TASK PROMPT
Reproduce the material below line for line, leaving out the pictures.

EXTRACTED RECORDS
::::::
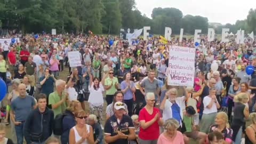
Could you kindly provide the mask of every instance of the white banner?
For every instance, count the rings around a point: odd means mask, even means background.
[[[1,39],[0,38],[0,43],[1,43],[2,45],[3,45],[4,44],[4,41],[7,41],[7,43],[10,44],[12,42],[12,38],[4,38]],[[15,43],[19,43],[20,42],[20,38],[14,38],[15,42]]]
[[[193,86],[195,49],[172,46],[169,51],[168,85]]]
[[[82,66],[82,60],[80,58],[80,54],[78,51],[69,52],[68,55],[70,67],[76,67]]]
[[[56,29],[52,29],[52,35],[56,35]]]

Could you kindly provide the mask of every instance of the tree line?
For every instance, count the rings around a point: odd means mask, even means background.
[[[139,29],[150,26],[150,34],[163,35],[165,27],[172,34],[194,34],[196,29],[207,34],[213,27],[208,19],[199,15],[183,15],[175,8],[155,8],[149,19],[135,7],[134,0],[0,0],[0,28],[21,30],[22,33],[81,33],[118,34],[120,28]],[[230,15],[231,17],[231,15]],[[256,31],[256,10],[250,10],[246,19],[235,24],[214,27],[215,33],[228,28],[236,33]]]

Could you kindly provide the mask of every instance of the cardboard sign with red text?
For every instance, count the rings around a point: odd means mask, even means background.
[[[166,73],[169,85],[194,86],[195,51],[195,48],[170,46]]]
::::::
WORKED ANSWER
Could you kindly provide the mask of every instance of the white banner?
For every instance, count the rings around a point: odd means mask, even means background.
[[[1,39],[0,38],[0,43],[1,43],[2,45],[3,45],[4,44],[4,41],[7,41],[7,43],[10,44],[12,42],[12,38],[4,38]],[[15,43],[19,43],[20,42],[20,38],[14,38],[15,42]]]
[[[193,86],[195,49],[172,46],[169,51],[168,85]]]
[[[82,66],[82,60],[80,58],[80,54],[78,51],[69,52],[68,55],[70,67],[76,67]]]
[[[56,29],[52,29],[52,35],[56,35]]]

Could you kindly provide the mask of every instance of the tree line?
For every instance, count the rings around a point: odd means mask, even means background.
[[[139,29],[150,26],[150,34],[163,35],[165,27],[172,34],[194,34],[196,29],[207,34],[213,27],[208,19],[199,15],[183,15],[175,8],[155,8],[149,19],[135,7],[134,0],[0,0],[0,28],[21,30],[22,33],[81,33],[118,34],[120,28]],[[230,15],[231,17],[231,15]],[[256,31],[256,10],[250,10],[246,19],[235,24],[214,27],[215,33],[228,28],[236,33]]]

Could you kindly provide the mask of every instance of the cardboard sign with red text?
For every instance, count the rings around a point: odd means mask, even means background.
[[[166,73],[169,85],[194,86],[195,51],[195,48],[170,46]]]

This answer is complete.